**Given task**
Locate each line in the records below that contains the string "jacket" and copy those lines in full. Treat the match as case-sensitive.

[Coordinate annotation entries]

------------------------------------------------------------

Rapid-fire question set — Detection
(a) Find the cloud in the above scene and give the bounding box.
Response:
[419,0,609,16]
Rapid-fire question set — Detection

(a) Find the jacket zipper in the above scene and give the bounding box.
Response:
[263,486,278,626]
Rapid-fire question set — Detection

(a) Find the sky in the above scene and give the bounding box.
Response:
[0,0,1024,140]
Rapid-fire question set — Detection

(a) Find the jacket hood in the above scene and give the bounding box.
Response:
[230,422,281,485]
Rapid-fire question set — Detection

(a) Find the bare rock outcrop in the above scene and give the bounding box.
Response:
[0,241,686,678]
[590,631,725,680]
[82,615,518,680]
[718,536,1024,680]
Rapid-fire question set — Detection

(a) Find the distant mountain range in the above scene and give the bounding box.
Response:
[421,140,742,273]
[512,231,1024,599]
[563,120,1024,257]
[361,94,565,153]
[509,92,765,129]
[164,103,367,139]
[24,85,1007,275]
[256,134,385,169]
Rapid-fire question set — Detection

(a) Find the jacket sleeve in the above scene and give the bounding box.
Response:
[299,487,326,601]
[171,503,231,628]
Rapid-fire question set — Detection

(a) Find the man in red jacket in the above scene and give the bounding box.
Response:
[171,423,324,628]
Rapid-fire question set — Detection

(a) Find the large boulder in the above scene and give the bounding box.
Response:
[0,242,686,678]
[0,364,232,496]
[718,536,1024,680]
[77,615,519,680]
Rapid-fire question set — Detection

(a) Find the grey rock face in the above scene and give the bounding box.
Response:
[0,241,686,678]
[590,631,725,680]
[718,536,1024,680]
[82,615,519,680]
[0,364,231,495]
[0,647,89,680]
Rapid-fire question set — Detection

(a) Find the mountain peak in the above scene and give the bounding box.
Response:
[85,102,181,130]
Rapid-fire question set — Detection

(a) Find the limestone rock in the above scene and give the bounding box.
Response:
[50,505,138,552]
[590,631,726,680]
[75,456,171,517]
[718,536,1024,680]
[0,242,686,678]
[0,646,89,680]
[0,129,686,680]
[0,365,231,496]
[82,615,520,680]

------------------------------------------------------------

**Exercise solution**
(a) Find the jacket zipper in the above scene and give the bounding box.
(a) Find the jacket hood in the above scene and give the bounding box.
(a) Find the jacket sleeve in the above scene and give the bounding box.
(a) Find the man in red jacket in the above scene and give the bounding box.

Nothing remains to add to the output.